Goal of the exercise
Only lines containing "Mark" belong in the answer, each copied from the entries below.

Provided material
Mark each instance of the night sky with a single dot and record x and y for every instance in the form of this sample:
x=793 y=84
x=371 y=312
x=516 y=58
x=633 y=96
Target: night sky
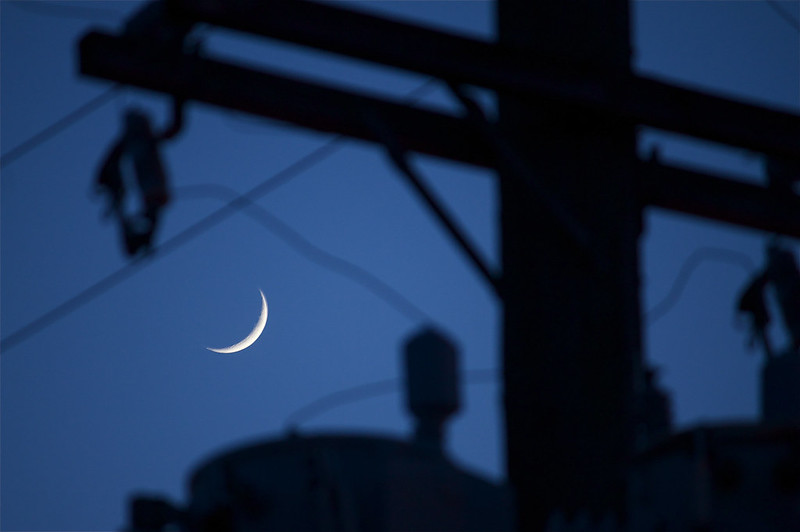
x=119 y=395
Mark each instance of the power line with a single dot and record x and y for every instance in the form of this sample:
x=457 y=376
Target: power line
x=698 y=256
x=61 y=10
x=311 y=252
x=369 y=390
x=194 y=230
x=784 y=14
x=56 y=127
x=185 y=236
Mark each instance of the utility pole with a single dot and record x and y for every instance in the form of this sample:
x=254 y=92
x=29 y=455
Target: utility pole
x=572 y=188
x=571 y=352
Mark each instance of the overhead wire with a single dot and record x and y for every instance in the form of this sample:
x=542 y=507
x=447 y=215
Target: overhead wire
x=201 y=226
x=310 y=251
x=59 y=125
x=63 y=10
x=365 y=391
x=374 y=389
x=698 y=257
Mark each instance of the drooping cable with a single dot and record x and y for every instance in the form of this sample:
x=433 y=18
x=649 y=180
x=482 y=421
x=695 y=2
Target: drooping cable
x=188 y=234
x=311 y=252
x=698 y=257
x=58 y=126
x=369 y=390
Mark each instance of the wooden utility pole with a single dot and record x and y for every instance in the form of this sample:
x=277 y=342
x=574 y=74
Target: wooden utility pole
x=571 y=335
x=572 y=188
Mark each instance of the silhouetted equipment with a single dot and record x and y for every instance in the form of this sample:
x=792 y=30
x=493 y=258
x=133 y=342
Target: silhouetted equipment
x=139 y=143
x=731 y=477
x=431 y=371
x=785 y=277
x=569 y=104
x=753 y=303
x=345 y=482
x=782 y=274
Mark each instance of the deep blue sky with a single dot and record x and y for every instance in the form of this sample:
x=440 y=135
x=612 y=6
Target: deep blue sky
x=121 y=396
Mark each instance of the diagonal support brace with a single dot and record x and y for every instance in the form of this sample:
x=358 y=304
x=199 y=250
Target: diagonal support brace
x=518 y=169
x=400 y=159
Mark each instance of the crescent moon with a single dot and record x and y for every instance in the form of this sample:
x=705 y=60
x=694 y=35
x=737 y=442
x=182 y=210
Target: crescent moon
x=254 y=334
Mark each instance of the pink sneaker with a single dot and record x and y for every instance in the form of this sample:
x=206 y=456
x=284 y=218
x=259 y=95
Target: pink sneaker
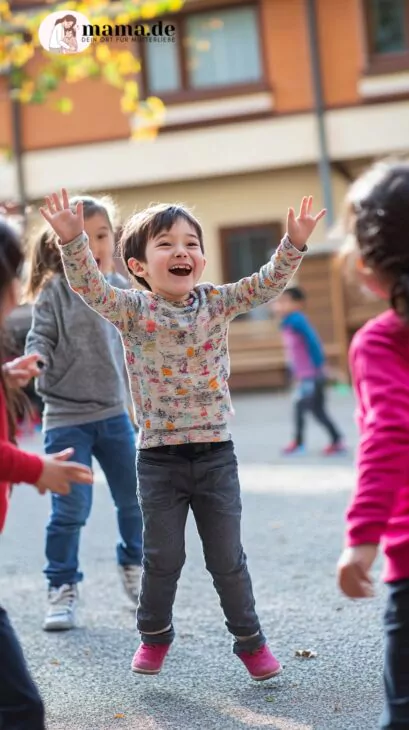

Response area
Mark each instance of the night sky with a single dot and record x and y for every instance in the form of this sample:
Mark each instance of the power line with a single dot and record x and y for every instance in the form of this sample:
Mark each instance of the utility pole with a single dot and record x and y for every instance in the form of this sample:
Mark each instance of the overhead wire with a single dot and record x and y for every instance in the form of this sample:
Mark each instance of the drooping cable with a single dot and record x and y for every instance in the form of this sample:
Mark each instance of the wooden utility pole with a single dot and record x and y for every instance in the form of this sample:
Mark each instance of the silhouetted equipment with a single dot and record x and y for every instance in the form of this sample:
Mark each instance of the deep blue sky with a single dot and record x and y for every instance in the form of this sample:
Mark each instance of the diagonal support brace with a single dot and record x and y for every instance in the form of this sample:
Mark each instance of the crescent moon with a single dot and record x and y for every instance in the form of this sample:
Mark each instance of the pink sneaker with a single dot and record x and y for every instance in the form of this sample:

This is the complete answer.